Natural language region descriptions →

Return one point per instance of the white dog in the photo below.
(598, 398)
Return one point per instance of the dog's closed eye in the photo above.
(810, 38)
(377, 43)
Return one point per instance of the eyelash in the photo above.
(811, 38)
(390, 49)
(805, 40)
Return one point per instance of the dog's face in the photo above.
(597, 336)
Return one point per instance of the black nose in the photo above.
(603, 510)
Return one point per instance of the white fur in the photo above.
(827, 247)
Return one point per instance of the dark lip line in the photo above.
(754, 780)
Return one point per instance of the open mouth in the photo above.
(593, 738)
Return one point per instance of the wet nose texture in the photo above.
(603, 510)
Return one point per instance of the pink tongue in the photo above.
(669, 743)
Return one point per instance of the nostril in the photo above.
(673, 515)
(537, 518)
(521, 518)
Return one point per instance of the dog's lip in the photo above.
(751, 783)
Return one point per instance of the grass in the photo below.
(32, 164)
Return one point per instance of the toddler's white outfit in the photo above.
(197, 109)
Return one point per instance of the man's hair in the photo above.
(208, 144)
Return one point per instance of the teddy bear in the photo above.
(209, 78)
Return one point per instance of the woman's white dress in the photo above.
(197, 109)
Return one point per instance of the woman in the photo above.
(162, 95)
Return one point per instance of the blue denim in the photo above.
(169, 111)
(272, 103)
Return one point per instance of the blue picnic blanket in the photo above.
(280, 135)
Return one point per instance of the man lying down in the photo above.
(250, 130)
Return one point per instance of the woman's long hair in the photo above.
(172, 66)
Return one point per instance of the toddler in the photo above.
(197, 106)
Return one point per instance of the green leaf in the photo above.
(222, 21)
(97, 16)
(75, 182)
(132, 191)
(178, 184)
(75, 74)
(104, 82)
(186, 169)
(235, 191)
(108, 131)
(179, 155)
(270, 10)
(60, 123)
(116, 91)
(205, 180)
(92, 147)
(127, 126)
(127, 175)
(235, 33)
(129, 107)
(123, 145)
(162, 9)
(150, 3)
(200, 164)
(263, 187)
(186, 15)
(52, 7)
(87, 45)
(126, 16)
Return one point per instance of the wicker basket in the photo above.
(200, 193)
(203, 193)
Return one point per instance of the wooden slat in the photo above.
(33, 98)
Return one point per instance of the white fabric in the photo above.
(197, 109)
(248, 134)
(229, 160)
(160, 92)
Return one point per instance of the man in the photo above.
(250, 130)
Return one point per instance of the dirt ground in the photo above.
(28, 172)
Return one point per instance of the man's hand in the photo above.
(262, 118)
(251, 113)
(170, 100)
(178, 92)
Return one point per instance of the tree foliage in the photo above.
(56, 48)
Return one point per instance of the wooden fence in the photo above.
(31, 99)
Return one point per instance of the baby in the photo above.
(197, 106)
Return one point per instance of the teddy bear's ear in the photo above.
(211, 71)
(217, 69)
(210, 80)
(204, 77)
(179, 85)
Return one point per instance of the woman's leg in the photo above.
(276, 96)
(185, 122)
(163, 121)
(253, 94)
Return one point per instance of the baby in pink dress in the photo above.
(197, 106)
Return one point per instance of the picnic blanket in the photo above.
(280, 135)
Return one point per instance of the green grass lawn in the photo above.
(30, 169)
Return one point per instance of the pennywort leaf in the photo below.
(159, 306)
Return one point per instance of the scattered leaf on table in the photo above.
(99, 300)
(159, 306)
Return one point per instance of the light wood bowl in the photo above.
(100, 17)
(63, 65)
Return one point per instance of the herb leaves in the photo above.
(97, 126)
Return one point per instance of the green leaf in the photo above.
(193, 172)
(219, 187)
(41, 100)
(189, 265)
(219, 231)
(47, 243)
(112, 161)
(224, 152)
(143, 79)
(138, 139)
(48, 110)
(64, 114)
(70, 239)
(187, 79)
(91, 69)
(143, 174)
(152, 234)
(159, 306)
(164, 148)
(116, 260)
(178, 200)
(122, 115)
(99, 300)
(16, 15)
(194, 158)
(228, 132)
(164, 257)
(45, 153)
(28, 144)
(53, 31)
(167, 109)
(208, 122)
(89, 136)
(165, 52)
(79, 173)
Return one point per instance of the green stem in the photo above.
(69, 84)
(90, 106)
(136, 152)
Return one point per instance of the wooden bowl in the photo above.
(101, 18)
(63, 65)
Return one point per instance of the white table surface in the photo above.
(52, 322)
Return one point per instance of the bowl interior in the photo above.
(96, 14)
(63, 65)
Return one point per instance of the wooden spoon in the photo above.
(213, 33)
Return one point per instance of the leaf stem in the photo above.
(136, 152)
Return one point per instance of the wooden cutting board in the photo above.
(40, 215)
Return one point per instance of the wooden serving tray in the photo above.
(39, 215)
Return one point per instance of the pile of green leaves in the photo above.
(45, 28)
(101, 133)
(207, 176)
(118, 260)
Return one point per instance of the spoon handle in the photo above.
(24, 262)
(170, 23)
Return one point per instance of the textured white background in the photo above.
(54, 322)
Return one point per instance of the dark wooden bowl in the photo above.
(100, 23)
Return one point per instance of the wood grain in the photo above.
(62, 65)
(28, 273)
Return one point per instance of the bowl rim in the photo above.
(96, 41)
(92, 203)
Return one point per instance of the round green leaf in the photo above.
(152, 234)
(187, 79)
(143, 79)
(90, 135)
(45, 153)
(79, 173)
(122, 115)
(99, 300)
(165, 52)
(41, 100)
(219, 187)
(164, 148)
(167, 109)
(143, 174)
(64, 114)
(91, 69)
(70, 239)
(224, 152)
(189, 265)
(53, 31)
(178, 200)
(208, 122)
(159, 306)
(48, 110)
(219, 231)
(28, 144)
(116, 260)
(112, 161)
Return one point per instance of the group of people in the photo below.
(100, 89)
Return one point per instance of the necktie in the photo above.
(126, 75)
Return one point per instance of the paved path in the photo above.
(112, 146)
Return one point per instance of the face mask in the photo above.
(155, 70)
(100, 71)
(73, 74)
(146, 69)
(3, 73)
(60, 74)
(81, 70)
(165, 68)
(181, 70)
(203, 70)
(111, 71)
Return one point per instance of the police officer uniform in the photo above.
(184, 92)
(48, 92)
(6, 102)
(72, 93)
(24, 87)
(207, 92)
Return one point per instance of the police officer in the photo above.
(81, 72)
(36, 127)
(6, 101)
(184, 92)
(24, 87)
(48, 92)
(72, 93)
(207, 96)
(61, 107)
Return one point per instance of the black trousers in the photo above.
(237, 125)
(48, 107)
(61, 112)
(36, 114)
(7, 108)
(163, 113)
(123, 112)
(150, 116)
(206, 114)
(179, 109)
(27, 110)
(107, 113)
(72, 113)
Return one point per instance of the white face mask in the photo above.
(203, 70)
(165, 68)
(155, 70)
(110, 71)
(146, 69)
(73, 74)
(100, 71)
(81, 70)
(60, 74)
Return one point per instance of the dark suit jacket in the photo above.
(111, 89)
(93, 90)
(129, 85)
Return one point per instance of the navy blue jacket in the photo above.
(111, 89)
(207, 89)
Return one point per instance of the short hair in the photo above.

PROBLEM TO SOLVE →
Each entry above should be written again exactly.

RESULT BELOW →
Return one point per instance of the white dog in the photo below.
(598, 398)
Return one point per instance of the dog's closed eye in the photo above.
(810, 38)
(377, 43)
Return one point per instance of the eyelash in the photo above.
(811, 38)
(390, 49)
(805, 40)
Return one point per instance of the dog's face in the photo above.
(597, 336)
Return one point per instance of the black nose in the photo above.
(603, 510)
Return one point per instance of the white fur in the photo above.
(827, 247)
Return one point per instance of the dark lip line in the photo above.
(754, 780)
Return one point per instance of the open mouth in the photo above.
(593, 738)
Return one point per instance of the wet nose texture in the photo above.
(603, 510)
Return one point per instance of the pink tongue in the photo above.
(669, 743)
Return one point per instance of the nostril in the photo above.
(673, 515)
(537, 518)
(521, 518)
Return one point per instance of the dog's lip in the photo above.
(751, 783)
Return one point per instance of the grass in the photo below.
(32, 164)
Return one point per instance of the toddler's white outfit in the photo above.
(197, 109)
Return one point per instance of the man's hair in the photo above.
(208, 144)
Return one point per instance of the teddy bear in the photo above.
(209, 78)
Return one point per instance of the woman's white dress in the photo above.
(197, 109)
Return one point per instance of the woman in the photo above.
(162, 95)
Return one point per instance of the blue denim in the photo above.
(169, 111)
(272, 103)
Return one point per instance of the blue picnic blanket in the photo above.
(280, 135)
Return one point per instance of the man lying down in the photo above.
(250, 130)
Return one point per instance of the woman's long hair in the photo above.
(172, 66)
Return one point per instance of the toddler in the photo above.
(197, 106)
Return one point per instance of the green leaf in the photo above.
(222, 21)
(97, 16)
(75, 182)
(132, 191)
(178, 184)
(75, 74)
(104, 82)
(186, 169)
(235, 191)
(108, 131)
(179, 155)
(270, 10)
(60, 123)
(116, 91)
(205, 180)
(92, 147)
(127, 126)
(127, 175)
(235, 33)
(129, 107)
(123, 145)
(162, 9)
(150, 3)
(200, 164)
(263, 187)
(186, 15)
(52, 7)
(87, 45)
(126, 16)
Return one point per instance of the wicker basket in the photo above.
(200, 193)
(203, 193)
Return one point per instance of the wooden slat in the photo above.
(33, 98)
Return one point per instance of the white fabric in the photo above.
(197, 109)
(248, 134)
(229, 160)
(160, 92)
Return one point per instance of the man in the photo above.
(250, 130)
Return one point per instance of the dirt ground in the photo above.
(28, 172)
Return one point per instance of the man's hand in the photo above.
(262, 118)
(251, 113)
(170, 100)
(178, 92)
Return one point per instance of the tree foliage in the photo above.
(56, 48)
Return one point per instance of the wooden fence in the photo above.
(31, 99)
Return one point per instance of the baby in the photo above.
(197, 106)
Return one point per instance of the teddy bear's ear in the photo above.
(211, 71)
(217, 69)
(210, 80)
(204, 77)
(179, 85)
Return one point per instance of the woman's leg in the photo above.
(276, 96)
(185, 122)
(163, 121)
(253, 94)
Return one point per instance of the baby in pink dress in the photo above.
(197, 106)
Return one point per instance of the picnic blanket in the photo above.
(280, 135)
Return one point per instance of the green grass lawn in the photo above.
(30, 169)
Return one point per instance of the pennywort leaf in the photo below.
(159, 306)
Return one point per instance of the scattered leaf on table in the photo above.
(99, 300)
(159, 306)
Return one point per instance of the light wood bowl in the photo above.
(100, 17)
(63, 65)
Return one point per instance of the herb leaves in the photo above.
(97, 126)
Return one point per instance of the green leaf in the photo above.
(193, 172)
(219, 187)
(41, 100)
(189, 265)
(219, 231)
(47, 243)
(112, 161)
(224, 152)
(143, 79)
(138, 139)
(48, 110)
(64, 114)
(70, 239)
(187, 79)
(91, 69)
(143, 174)
(152, 234)
(159, 306)
(164, 148)
(116, 260)
(178, 200)
(122, 115)
(99, 300)
(16, 15)
(194, 158)
(228, 132)
(164, 257)
(45, 153)
(28, 144)
(53, 31)
(167, 109)
(208, 122)
(89, 136)
(165, 52)
(79, 173)
Return one point per instance of the green stem in the photo above.
(69, 84)
(90, 106)
(136, 152)
Return one point per instance of the wooden bowl in the photo above.
(101, 18)
(63, 65)
Return one point per instance of the white table surface in the photo above.
(52, 322)
Return one point per instance of the bowl interior in the photo above.
(96, 14)
(63, 65)
Return one point per instance of the wooden spoon in the photo above.
(213, 33)
Return one point per instance of the leaf stem in the photo above.
(136, 152)
Return one point per instance of the wooden cutting board in the photo above.
(40, 215)
Return one point per instance of the wooden serving tray in the photo above.
(39, 215)
Return one point per instance of the pile of green leaves in the photo above.
(45, 28)
(101, 133)
(207, 176)
(118, 260)
Return one point per instance of the spoon handle in the photo above.
(24, 262)
(170, 23)
Return one point per instance of the textured white background in the photo above.
(54, 322)
Return one point per instance of the dark wooden bowl in the photo above.
(100, 23)
Return one point per instance of the wood grain in the photo above.
(62, 65)
(28, 273)
Return one point per instance of the bowl rim in the photo above.
(96, 41)
(92, 203)
Return one point per instance of the round green leaf in the photo above.
(152, 234)
(187, 79)
(143, 79)
(90, 135)
(45, 153)
(79, 173)
(122, 115)
(99, 300)
(165, 52)
(41, 100)
(219, 187)
(164, 148)
(167, 109)
(143, 174)
(64, 114)
(91, 69)
(70, 239)
(224, 152)
(189, 265)
(53, 31)
(178, 200)
(208, 122)
(159, 306)
(48, 110)
(219, 231)
(28, 144)
(116, 260)
(112, 161)
Return one point per instance of the group of people in the photo below.
(100, 89)
Return one point per instance of the necktie in the photo above.
(126, 75)
Return one point per instance of the paved path in the photo above.
(112, 146)
Return one point per instance of the face mask in the photo above.
(155, 70)
(100, 71)
(73, 74)
(146, 69)
(3, 73)
(60, 74)
(81, 70)
(165, 68)
(181, 70)
(203, 70)
(111, 71)
Return one point per instance of the police officer uniform in the photo above.
(184, 92)
(48, 92)
(6, 102)
(72, 93)
(24, 87)
(207, 92)
Return one point per instance of the police officer in the photo above.
(81, 72)
(36, 127)
(6, 101)
(184, 92)
(24, 87)
(48, 92)
(72, 93)
(207, 96)
(61, 107)
Return one point per instance of the black trousers in the photo above.
(237, 125)
(48, 107)
(61, 112)
(36, 114)
(7, 108)
(163, 113)
(123, 112)
(150, 116)
(206, 114)
(179, 109)
(27, 110)
(107, 113)
(72, 113)
Return one point per instance of the white face mask in the photo above.
(203, 70)
(165, 68)
(155, 70)
(110, 71)
(146, 69)
(73, 74)
(100, 71)
(81, 70)
(60, 74)
Return one point per instance of the dark suit jacket in the photo above.
(111, 89)
(93, 90)
(129, 85)
Return one point per instance of the navy blue jacket in the photo above.
(111, 89)
(207, 89)
Return one point per instance of the short hair in the photo above.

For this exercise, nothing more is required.